TEXT BLOCK -
== Segment start ==

Abstract:

With the growing emphasis on the environment and the need to find environmentally friendly solvent systems, ionic liquids (ILs) have become a focus of increased investigation. ILs have been implemented as solvent systems in chemical reactions, separations, extractions, electroanalytical applications and chemical sensing, amongst many others. Moreover, owing to their unique properties, tunability, and possible advantages, ILs are being used to replace conventional molecular liquids as solvents for polymerization reactions and biocatalysis. Although research using ILs in polymer systems is still in its infancy, implementing ILs as solvents for polymerization processes have afforded some marked advantages such as increased molecular weight and narrower polydispersity in comparison to organic solvents. Several researchers have also shown that biocatalytic reactions can be successfully carried out in IL-based solvent systems, often with improved activity, enantioselectivity, reusability, and/or operational stability. Unfortunately, researchers lack a fundamental understanding of how these macromolecules behave on a molecular-level when dissolved in an IL. All that is known is that the reaction is capable of producing the desired product(s) often from a trial and error approach.

This dissertation addresses this issue by investigating how flexible macromolecules, namely polymers and proteins, behave on a molecular-level when dissolved in IL-based solvent systems. Toward this end, the behavior and dynamics of the pyrenyl tail segments of three different flexible solutes; 1,3-bis-(1-pyrenyl) propane (BPP), 1,10-bis-(1-pyrenyl) decane (BPD), and pyrene-labeled polystyrene (Py-PS-Py, Mn = 1100, Mw /M n = 1.20) are explored when they are dissolved in the IL 1-butyl-1-methylpyrrolidinium bis(trifluoromethylsulfonyl)imide ([C4 mpy][Tf2 N]) as a function of temperature. Additionally, the behavior and dynamics of a well-known protein, human serum albumin (HSA) that has been site-selectively labeled with an environmentally sensitive probe molecule, acrylodan (Ac), are investigated when the labeled protein is "dissolved" in IL/H2 O mixtures as a function of temperature. The ILs that are used in this current work are 1-butyl-3-methylimidazolium bis(trifluoromethylsulfonyl)imide ([C4 mim][Tf2 N]), 1-butyl-3-methylimidazolium tetrafluoroborate ([C4 mim][BF4 ]), and 1-butyl-3-methylimidazolium hexafluorophosphate ([C4 mim][PF6 ]).

== Segment end ==

TASKS TO CARRY OUT -
- A) In the ionic liquids abstract, what probe molecule is used to site-selectively label human serum albumin?
- B) Write the next part of the ionic liquids abstract, picking up after its final sentence.
The data after this point comes from a separate source unrelated to the ionic liquids abstract.

INFORMATION SHOWN -
== Segment start ==

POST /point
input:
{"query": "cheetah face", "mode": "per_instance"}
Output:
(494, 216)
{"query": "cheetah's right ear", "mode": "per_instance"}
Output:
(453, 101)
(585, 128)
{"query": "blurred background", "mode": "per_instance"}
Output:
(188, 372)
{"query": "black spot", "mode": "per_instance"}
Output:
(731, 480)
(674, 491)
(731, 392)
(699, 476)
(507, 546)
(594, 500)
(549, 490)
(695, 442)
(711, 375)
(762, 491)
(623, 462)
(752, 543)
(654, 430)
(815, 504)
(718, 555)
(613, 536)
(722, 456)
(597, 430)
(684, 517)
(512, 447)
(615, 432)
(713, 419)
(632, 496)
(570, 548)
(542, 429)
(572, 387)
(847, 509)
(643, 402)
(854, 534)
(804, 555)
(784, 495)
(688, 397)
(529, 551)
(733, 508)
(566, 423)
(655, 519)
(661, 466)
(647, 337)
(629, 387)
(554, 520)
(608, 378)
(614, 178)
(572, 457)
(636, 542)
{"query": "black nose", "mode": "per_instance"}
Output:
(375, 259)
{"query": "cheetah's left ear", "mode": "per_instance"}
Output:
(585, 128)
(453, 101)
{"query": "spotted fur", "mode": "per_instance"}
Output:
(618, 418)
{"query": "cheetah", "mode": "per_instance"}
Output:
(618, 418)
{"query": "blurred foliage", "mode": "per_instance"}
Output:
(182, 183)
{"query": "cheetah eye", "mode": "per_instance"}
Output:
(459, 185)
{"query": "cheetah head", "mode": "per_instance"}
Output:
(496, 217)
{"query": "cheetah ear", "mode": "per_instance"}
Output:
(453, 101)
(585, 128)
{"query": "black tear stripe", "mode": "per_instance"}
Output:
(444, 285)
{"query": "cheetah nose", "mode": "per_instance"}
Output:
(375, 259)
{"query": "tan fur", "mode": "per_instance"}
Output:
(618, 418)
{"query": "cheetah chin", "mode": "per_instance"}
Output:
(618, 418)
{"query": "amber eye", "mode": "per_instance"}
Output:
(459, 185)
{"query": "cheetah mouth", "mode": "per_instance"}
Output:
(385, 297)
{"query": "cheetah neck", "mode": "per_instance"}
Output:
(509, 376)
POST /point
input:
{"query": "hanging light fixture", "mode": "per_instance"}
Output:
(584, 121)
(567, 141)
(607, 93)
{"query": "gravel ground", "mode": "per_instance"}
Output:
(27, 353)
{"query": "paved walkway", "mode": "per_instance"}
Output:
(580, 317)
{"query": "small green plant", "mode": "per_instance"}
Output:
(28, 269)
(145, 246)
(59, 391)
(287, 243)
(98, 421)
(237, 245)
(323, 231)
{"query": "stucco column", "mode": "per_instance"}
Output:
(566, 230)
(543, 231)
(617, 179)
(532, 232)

== Segment end ==

ANSWERS FOR THE TASKS -
- A) Acrylodan (Ac).

- B)
The results of this research show that chain length plays an important role in determining the overall dynamics of a flexible solute when dissolved in an IL-based solvent system. In addition, changes in temperature alter the flexible molecule's dynamics significantly with the IL becoming a better solvent for the flexible molecules at higher temperatures. These results indicate that the dynamics of a flexible molecule can be tuned by changing the system temperature and/or chain length of the molecule.

The results also demonstrate that a model protein system (HSA-Ac) behaves much differently when dissolved in IL/H2 O mixtures in comparison to aqueous buffer. Specifically, the results indicate that the Ac residue is completely decoupled from the overall HSA molecule and the rotational dynamics are dominated by segmental and/or local motion in all IL/H2 O mixtures studied. These results are consistent with domain I of HSA being decoupled from the rest of the protein.